Now, in the Galton-Watson process, conditioning the tree to have fixed, large size changes the offspring distribution of the root. Conveniently though, in a limiting sense it’s the same change as conditioning the tree to have size at least n. Since these events are monotone in n, it’s possible to take a limit of the conditioning events, and interpret the result as the Galton-Watson tree conditioned to survive. It’s a beautiful result that this interpretation can be formalised as a local limit. The limiting spine decomposition consists of an infinite spine, where the offspring distribution is a size-biased version of the original offspring distribution (and so in particular, always has at least one child) and where non-spine vertices have the original distribution.

In particular, the number of the offspring of the root is size-biased, and it is well-known and not hard to check that size-biasing Poisson(c) gives 1+Poisson(c) ! So in fact we have, in an appropriate limiting sense in both objects, a match between the degree distribution of the root in the uniform tree, and in the conditioned Galton-Watson tree.

SUPPLIED ENTRIES >>
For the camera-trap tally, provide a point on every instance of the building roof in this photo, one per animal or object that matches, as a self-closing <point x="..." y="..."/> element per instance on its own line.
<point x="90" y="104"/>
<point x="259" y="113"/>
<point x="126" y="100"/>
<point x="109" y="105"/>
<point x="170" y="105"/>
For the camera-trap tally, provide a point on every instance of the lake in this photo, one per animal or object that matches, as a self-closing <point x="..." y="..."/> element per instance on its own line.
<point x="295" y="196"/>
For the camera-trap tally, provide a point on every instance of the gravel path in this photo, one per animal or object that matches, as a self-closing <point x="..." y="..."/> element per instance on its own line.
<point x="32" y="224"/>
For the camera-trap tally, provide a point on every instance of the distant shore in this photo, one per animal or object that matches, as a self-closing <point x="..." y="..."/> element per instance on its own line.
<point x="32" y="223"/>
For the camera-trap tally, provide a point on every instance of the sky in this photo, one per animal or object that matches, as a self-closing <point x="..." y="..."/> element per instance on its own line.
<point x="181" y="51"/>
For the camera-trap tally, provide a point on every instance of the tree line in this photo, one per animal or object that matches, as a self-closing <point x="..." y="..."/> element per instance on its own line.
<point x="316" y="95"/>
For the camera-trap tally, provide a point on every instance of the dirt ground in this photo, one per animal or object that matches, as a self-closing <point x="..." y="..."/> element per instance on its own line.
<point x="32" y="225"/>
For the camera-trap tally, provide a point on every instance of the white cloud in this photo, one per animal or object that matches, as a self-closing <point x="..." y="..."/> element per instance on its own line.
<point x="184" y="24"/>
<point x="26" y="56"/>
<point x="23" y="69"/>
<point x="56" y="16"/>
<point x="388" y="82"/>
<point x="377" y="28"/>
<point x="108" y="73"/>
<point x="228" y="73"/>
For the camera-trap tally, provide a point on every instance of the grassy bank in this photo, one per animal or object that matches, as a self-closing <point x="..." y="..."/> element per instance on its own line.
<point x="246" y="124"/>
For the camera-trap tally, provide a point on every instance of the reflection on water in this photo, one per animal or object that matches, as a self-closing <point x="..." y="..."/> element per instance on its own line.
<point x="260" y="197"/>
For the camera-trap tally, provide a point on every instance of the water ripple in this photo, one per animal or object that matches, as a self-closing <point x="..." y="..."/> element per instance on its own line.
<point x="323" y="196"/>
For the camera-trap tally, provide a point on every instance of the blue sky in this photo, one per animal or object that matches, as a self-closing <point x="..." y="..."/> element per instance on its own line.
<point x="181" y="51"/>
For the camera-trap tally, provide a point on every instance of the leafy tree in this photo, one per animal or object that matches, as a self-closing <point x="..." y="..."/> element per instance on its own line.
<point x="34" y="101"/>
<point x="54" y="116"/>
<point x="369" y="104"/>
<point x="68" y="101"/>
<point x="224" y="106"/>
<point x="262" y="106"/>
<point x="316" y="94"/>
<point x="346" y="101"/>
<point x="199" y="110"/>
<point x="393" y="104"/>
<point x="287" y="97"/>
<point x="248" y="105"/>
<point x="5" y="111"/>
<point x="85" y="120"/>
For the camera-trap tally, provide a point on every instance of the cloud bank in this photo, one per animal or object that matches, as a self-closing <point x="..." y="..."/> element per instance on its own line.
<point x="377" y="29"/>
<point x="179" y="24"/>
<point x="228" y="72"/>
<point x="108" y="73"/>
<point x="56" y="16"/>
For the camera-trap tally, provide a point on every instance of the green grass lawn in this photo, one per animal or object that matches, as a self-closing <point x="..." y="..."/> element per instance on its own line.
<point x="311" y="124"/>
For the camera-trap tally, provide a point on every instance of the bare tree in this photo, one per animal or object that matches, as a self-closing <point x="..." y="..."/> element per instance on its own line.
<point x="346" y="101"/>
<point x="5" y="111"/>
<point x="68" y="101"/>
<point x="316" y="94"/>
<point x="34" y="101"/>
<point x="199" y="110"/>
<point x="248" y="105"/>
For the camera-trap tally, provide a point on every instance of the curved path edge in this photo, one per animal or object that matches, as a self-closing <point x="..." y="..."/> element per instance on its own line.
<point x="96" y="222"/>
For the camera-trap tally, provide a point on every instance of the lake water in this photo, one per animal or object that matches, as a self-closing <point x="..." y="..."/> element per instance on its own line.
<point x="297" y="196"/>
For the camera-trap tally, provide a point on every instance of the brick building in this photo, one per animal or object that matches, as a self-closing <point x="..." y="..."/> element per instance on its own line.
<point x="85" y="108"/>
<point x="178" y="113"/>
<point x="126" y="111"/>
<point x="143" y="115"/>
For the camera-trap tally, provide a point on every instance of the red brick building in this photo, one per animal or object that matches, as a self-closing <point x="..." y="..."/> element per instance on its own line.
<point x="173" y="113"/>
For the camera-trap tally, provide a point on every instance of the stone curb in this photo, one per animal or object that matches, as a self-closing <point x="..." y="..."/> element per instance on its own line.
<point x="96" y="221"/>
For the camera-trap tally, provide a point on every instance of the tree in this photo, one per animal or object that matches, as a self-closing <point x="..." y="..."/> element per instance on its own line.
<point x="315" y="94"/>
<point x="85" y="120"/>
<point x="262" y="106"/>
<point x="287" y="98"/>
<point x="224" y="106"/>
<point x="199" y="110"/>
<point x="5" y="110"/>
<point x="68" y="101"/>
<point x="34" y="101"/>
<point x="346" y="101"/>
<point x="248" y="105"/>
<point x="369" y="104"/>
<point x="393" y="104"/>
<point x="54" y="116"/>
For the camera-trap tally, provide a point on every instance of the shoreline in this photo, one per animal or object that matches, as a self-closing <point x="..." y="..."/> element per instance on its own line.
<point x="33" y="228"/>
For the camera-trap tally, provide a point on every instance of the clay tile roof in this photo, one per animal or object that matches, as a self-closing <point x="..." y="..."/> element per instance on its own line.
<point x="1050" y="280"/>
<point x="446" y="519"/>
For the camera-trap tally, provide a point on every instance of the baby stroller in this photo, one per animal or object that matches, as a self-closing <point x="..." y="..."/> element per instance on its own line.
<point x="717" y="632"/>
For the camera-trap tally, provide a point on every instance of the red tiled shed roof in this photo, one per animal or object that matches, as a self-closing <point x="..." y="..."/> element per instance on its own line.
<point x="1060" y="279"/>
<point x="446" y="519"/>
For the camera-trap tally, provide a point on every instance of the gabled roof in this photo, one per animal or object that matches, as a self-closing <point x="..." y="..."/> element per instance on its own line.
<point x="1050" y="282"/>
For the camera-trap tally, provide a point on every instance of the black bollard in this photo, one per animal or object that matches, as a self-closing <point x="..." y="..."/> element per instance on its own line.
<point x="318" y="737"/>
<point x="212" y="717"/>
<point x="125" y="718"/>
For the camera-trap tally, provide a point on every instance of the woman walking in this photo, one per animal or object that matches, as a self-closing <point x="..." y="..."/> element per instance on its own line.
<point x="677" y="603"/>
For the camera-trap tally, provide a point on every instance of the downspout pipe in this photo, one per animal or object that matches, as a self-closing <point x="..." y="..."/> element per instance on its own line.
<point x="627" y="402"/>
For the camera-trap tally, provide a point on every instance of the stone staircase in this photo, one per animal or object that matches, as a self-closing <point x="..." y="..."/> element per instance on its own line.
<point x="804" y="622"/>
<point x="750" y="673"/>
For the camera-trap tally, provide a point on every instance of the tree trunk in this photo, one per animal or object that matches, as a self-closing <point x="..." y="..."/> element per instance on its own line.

TASK 1 >>
Using the passage on Galton-Watson trees, decide whether each statement agrees with it. Answer yes or no for each, and quote the words that settle it.
(a) In a limiting sense, conditioning the tree to have fixed, large size is the same change as conditioning it to have size at least n.
(b) In the limiting spine decomposition, non-spine vertices have a size-biased offspring distribution.
(c) Size-biasing Poisson(c) gives Poisson(c+1).
TASK 2 >> Write the next part of the passage on Galton-Watson trees, picking up after its final sentence.
The records aren't needed for any of this.

REPLY 1 >>
(a) Yes: "in a limiting sense it’s the same change as conditioning the tree to have size at least n."
(b) No: "where non-spine vertices have the original distribution."
(c) No: "size-biasing Poisson(c) gives 1+Poisson(c)".

REPLY 2 >>
This isn’t supposed to justify why a conditioned Galton-Watson tree is relevant a priori (especially the unconditional independence of degrees), but it does explain why Poisson offspring distributions are relevant.

Construction via G(N,p) and the random cluster model

The main reason uniform trees were important to my thesis was their appearance in the Erdos-Renyi random graph G(N,p). The probability that vertices {1, …, n} form a tree component in G(N,p) with some particular structure is

p^{n-1} (1-p)^{\binom{n}{2}-(n-1)} \times (1-p)^{n(N-m)}.

Here, the first two terms give the probability that the graph structure on {1, …, n} is correct, and the the final term gives the probability of the (independent) event that these vertices are not connected to anything else in the graph. In particular, this has no dependence on the tree structure chosen on [n] (for example, whether it should be a path or a star – both examples of trees). So the conditional distribution is uniform among all trees.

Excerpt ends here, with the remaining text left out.